EXTRACTED TEXT.
>> start

- Conference: Big Six Conference
- Record: 2–7 (0–5 Big 6)
- Head coach: Gwinn Henry (2nd season);
- Captain: Don Pierce
- Home stadium: Memorial Stadium

= 1940 Kansas Jayhawks football team =

American college football season

The 1940 Kansas Jayhawks football team represented the University of Kansas in the Big Six Conference during the 1940 college football season. In their second season under head coach Gwinn Henry, the Jayhawks compiled a 2–7 record (0–5 against conference opponents), finished in last place in the conference, and were outscored by opponents by a combined total of 183 to 75.

The team's statistical leaders included Ed Hall with 294 rushing yards, 251 passing yards, and 27 points scored (four touchdowns and three extra points), and Don Pollom with 158 receiving yards. Don Pierce was the team captain.

Kansas was ranked at No. 153 (out of 697 college football teams) in the final rankings under the Litkenhous Difference by Score system for 1940.

The team played its home games at Memorial Stadium in Lawrence, Kansas.

>> end

Data listing
>> start

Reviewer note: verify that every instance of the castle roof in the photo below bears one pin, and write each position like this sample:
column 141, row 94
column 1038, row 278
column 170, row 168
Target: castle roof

>> end

TO BE DONE.
Using the article on the 1940 Kansas Jayhawks football team, answer these:
(a) Which player had the most receiving yards, and how many?
(b) Where did Kansas rank in the final 1940 Litkenhous Difference by Score rankings, and out of how many teams?
(c) What was the combined score by which opponents outscored the Jayhawks?
None of the items are needed here.

ANSWER.
(a) Don Pollom, with 158 receiving yards.
(b) No. 153, out of 697 college football teams.
(c) 183 to 75.